*Your objective*
Please repeat, word for word, everything from "Twelve months and" down to "and print-splashed volumes." in the passage on Dries Van Noten's fall 2021 film.

*Source passage*

== Segment start ==

There’s something cathartic about watching pent-up rage, frustration, confusion, longing and separation being danced out on a darkened Antwerp stage in Dries Van Noten’s film for fall 2021. Naming the un-nameable feelings of our times, it plays out in territory close to home, evoking both the Belgian fashion culture of the ’90s which Van Noten belongs to, and the visceral physical intimacy of how we relate to clothes. “I think we’ve passed the stage of pretending,” he said. “We’ve all gone through something really not nice together. There’s kind of a rawness and directness also—it’s real movements, it’s real emotions.”
Twelve months and a pandemic have taken Van Noten a very long way from the mentality of wanting to show on a runway. His alternative, under strict COVID conditions, was a major production: a gathering of 47 dancers and models on the stage of the deSingel theater in Antwerp, filmed by the director and photographer Casper Sejersen. Somehow suspended in a liminal space redolent of vaudevillian glamour and an underground Belgian alternative art club, it’s an adult psycho-sexual drama clothed in Van Noten’s glittery marabou-trimmed dresses, dark tailoring and print-splashed volumes.
“It’s rare that I’ve seen so much emotional kind of things which have cropped up in the body,” Van Noten remembers. “Nobody was just saying like, ‘Oh, let's make a pretty move.’ I think one way or another, there was something on stage there [that happened.] You felt that people wanted to say something with their body, even the models, who after five minutes were dancing even better than some dancers. I think Casper really managed to put that into the video—you really feel that kind of intensity that everybody felt and shared in that moment.”

== Segment end ==

[Collected data entries]
== Segment start ==

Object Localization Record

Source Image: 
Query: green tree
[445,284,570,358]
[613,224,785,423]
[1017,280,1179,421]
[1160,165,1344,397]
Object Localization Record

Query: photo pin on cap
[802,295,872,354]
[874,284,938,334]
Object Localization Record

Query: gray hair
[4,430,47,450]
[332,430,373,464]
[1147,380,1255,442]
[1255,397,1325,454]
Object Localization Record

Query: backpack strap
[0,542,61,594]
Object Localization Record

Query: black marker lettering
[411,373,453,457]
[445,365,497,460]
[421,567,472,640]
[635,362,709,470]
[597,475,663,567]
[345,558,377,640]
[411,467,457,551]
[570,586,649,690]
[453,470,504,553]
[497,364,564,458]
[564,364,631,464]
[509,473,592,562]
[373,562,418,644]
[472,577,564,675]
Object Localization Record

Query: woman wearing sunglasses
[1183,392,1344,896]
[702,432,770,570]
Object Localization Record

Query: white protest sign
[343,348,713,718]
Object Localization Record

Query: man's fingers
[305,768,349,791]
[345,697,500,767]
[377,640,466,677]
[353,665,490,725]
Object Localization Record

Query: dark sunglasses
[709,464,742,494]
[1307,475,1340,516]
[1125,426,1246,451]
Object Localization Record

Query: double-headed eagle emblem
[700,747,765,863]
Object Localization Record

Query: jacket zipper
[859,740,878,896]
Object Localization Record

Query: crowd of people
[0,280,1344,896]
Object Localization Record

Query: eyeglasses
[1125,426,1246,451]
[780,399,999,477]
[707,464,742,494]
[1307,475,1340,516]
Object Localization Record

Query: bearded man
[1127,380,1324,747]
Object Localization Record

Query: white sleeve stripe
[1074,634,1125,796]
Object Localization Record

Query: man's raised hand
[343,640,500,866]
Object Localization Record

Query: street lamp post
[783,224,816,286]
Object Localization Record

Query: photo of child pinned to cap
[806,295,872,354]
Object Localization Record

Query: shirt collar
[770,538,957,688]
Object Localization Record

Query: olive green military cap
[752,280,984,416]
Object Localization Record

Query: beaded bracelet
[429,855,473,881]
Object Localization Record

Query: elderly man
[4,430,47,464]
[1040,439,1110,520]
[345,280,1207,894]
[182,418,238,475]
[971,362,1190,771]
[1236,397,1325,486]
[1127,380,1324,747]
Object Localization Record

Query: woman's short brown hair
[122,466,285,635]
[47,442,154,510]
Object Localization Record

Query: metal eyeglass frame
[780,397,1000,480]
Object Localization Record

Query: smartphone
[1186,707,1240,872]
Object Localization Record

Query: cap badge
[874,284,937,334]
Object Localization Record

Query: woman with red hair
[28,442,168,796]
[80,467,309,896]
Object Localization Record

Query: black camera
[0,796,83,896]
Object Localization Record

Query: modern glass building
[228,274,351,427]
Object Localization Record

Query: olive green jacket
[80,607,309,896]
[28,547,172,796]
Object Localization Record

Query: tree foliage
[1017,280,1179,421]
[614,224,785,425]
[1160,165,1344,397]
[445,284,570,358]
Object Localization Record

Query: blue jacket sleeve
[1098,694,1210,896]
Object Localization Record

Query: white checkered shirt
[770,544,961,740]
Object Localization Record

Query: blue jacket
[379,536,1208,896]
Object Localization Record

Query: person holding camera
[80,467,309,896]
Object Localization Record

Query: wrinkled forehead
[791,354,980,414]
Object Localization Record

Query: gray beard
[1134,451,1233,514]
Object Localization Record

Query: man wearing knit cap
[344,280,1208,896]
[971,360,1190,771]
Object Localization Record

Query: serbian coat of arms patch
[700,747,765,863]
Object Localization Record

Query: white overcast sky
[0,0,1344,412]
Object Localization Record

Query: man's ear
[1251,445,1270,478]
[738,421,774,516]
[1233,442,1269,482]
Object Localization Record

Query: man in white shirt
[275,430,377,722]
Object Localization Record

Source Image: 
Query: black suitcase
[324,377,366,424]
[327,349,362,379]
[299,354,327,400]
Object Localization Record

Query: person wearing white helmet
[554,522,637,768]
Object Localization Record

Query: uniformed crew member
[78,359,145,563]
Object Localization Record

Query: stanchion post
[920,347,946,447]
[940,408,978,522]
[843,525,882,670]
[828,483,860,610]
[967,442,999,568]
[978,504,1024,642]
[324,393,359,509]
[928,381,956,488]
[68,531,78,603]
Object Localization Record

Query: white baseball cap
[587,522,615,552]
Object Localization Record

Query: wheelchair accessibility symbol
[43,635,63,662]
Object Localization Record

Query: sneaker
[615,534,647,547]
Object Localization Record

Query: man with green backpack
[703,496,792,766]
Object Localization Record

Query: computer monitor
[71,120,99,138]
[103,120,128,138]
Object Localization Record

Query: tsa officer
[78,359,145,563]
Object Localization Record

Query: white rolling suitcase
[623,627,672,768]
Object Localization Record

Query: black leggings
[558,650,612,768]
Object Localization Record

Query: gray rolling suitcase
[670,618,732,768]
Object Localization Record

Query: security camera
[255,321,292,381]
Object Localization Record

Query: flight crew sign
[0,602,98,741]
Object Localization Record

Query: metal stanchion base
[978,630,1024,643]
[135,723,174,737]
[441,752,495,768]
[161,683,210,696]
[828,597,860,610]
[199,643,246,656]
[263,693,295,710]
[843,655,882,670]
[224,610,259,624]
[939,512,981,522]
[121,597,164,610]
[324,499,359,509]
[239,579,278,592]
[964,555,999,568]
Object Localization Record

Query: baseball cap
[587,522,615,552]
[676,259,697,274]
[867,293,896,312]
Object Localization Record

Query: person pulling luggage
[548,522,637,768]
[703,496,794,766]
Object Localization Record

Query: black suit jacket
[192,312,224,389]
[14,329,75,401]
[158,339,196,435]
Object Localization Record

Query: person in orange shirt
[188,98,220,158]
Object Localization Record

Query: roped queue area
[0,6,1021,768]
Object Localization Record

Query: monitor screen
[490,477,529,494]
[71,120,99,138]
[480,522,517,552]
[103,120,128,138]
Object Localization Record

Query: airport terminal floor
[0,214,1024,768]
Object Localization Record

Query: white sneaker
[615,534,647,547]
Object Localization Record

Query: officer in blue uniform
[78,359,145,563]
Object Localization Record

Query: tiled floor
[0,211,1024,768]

== Segment end ==

*Problem solution*
Twelve months and a pandemic have taken Van Noten a very long way from the mentality of wanting to show on a runway. His alternative, under strict COVID conditions, was a major production: a gathering of 47 dancers and models on the stage of the deSingel theater in Antwerp, filmed by the director and photographer Casper Sejersen. Somehow suspended in a liminal space redolent of vaudevillian glamour and an underground Belgian alternative art club, it’s an adult psycho-sexual drama clothed in Van Noten’s glittery marabou-trimmed dresses, dark tailoring and print-splashed volumes.